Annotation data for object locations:
↓

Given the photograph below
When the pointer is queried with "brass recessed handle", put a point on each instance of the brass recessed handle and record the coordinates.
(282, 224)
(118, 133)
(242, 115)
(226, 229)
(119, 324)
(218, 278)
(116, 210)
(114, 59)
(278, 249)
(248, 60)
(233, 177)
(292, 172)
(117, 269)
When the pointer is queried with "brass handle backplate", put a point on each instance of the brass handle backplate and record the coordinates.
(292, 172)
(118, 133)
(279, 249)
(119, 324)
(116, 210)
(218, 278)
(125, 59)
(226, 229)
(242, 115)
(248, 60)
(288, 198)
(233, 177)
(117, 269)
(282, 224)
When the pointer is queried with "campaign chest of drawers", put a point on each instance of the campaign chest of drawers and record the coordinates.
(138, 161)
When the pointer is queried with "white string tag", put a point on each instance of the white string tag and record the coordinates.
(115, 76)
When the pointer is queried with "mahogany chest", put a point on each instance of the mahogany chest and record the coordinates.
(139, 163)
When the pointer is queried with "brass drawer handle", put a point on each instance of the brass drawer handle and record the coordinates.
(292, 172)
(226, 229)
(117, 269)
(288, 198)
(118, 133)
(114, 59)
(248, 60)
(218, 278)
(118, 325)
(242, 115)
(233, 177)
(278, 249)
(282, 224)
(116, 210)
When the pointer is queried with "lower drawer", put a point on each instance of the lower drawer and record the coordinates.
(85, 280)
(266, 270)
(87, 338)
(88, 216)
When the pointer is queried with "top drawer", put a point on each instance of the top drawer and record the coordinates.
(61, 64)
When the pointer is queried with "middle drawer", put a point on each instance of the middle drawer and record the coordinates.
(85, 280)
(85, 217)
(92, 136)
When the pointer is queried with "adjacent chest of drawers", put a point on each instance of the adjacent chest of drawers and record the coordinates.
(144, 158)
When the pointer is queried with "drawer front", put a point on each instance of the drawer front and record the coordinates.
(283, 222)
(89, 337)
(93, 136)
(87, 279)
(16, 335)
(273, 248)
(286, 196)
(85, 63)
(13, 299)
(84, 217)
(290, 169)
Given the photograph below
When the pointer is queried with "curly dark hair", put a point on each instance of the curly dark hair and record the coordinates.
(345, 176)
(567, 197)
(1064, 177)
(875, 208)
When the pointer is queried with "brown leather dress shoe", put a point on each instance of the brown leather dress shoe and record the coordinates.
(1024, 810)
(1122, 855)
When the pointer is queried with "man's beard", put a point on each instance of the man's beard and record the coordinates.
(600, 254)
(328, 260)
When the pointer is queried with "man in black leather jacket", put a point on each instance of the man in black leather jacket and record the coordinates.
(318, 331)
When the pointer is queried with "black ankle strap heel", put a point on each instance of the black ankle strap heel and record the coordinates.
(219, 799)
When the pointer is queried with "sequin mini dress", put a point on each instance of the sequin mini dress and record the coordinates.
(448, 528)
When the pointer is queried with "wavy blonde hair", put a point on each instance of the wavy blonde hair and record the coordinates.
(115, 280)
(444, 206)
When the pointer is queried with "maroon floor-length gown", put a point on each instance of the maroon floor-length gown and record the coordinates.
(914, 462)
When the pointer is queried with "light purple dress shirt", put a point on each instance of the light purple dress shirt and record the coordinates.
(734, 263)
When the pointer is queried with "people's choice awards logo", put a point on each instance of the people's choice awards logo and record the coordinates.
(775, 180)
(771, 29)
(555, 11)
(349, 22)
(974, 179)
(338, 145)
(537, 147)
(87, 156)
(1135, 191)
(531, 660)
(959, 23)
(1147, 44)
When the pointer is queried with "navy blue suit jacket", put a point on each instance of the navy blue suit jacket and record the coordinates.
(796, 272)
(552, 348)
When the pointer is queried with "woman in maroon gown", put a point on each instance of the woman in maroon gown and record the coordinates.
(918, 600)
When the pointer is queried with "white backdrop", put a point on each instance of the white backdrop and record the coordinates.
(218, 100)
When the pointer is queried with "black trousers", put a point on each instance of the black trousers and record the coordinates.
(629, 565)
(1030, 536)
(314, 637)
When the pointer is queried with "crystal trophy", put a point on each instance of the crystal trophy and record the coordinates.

↑

▶ Task to carry out
Write out every line of the material above without changing anything.

▶ Output of the task
Given the photograph below
When the pointer is queried with "brass recessed handle", put a point on each instance of the brass recessed handle and record the coordinates.
(282, 224)
(118, 133)
(242, 115)
(226, 229)
(119, 324)
(218, 278)
(116, 210)
(114, 59)
(278, 249)
(248, 60)
(233, 177)
(292, 172)
(117, 269)
When the pointer is queried with "brass handle backplate", put a point on each instance of the brass handle backplate and record the coordinates.
(292, 172)
(118, 133)
(279, 249)
(119, 324)
(116, 210)
(218, 278)
(125, 59)
(226, 229)
(242, 115)
(248, 60)
(288, 198)
(233, 177)
(117, 269)
(282, 224)
When the pointer is queried with "campaign chest of drawers", put a point on each instance of the campaign chest of drawers and record the coordinates.
(138, 161)
When the pointer is queried with "white string tag", put a point on each instance of the white string tag and record the coordinates.
(115, 76)
When the pointer is queried with "mahogany chest", put a point on each instance of the mahogany chest and record the coordinates.
(139, 163)
When the pointer is queried with "brass drawer handle", put a point on each instance of the brass drawer handle and record the coordinates.
(292, 172)
(226, 229)
(117, 269)
(288, 198)
(118, 133)
(114, 59)
(248, 60)
(218, 278)
(118, 325)
(242, 115)
(233, 177)
(278, 249)
(282, 224)
(116, 210)
When the pointer is queried with "lower drawer", put a point on each instance of the lower drawer and record the coordinates.
(85, 280)
(266, 270)
(87, 338)
(88, 216)
When the pointer is queried with "top drawer", put a point on each instance of the top drawer and record the coordinates.
(61, 64)
When the pointer is queried with "middle drawer", put a point on each instance of the middle drawer and record the coordinates.
(85, 280)
(85, 217)
(92, 136)
When the pointer is queried with "adjacent chest of drawers", put a point on each instance of the adjacent chest of drawers and record the coordinates.
(144, 158)
When the pointer is queried with "drawer front", put a point on each instance of the drawer front and record the coordinates.
(283, 222)
(89, 337)
(93, 136)
(87, 279)
(16, 335)
(273, 248)
(286, 196)
(85, 63)
(13, 299)
(84, 217)
(290, 169)
Given the photograph below
When the pointer is queried with "curly dark hair", put a point on each instance of the curly dark hair and record the coordinates.
(345, 176)
(567, 197)
(1064, 177)
(875, 208)
When the pointer is queried with "brown leather dress shoe", put a point on each instance of the brown leather dress shoe and record the coordinates.
(1024, 810)
(1122, 855)
When the pointer is queried with "man's beard", put a point on each instance of the man's beard and record the coordinates.
(600, 254)
(328, 260)
When the pointer is queried with "man in black leather jacket", put a point on each instance of the man in black leather jacket and record the coordinates.
(318, 331)
When the pointer is queried with "black ankle strap heel", put a point on each instance of the black ankle strap heel and record the coordinates.
(219, 799)
When the pointer is queried with "sequin mini dress", put a point on each instance of the sequin mini dress and record the coordinates.
(448, 528)
When the pointer is queried with "wavy blonde hair", put a point on each instance of the wavy blonde hair and record the coordinates.
(115, 280)
(444, 206)
When the pointer is queried with "maroon floor-length gown", put a point on each instance of the maroon floor-length gown and record the coordinates.
(914, 462)
When the pointer is queried with "light purple dress shirt", put a point on each instance of the light purple dress shirt and record the coordinates.
(734, 263)
When the pointer is queried with "people's choice awards logo", put a point on each instance of the people's choice awards logo and record the coordinates.
(775, 180)
(771, 29)
(555, 11)
(349, 22)
(974, 179)
(338, 145)
(537, 147)
(87, 156)
(1135, 191)
(531, 660)
(959, 23)
(1147, 44)
When the pointer is queried with "navy blue suit jacket", put a point on each instance of the navy blue suit jacket and record the coordinates.
(796, 272)
(552, 348)
When the pointer is queried with "woman in maroon gown", put a point on each instance of the woman in maroon gown and record the coordinates.
(918, 600)
When the pointer is queried with "white backdrop", put a point on each instance of the white backdrop and record the coordinates.
(218, 100)
When the pointer is queried with "black trousers", put a point on each instance of the black trousers and record the coordinates.
(629, 565)
(1030, 536)
(314, 637)
When the pointer is queried with "crystal trophy", put a point on each instance of the crystal trophy and record the coordinates.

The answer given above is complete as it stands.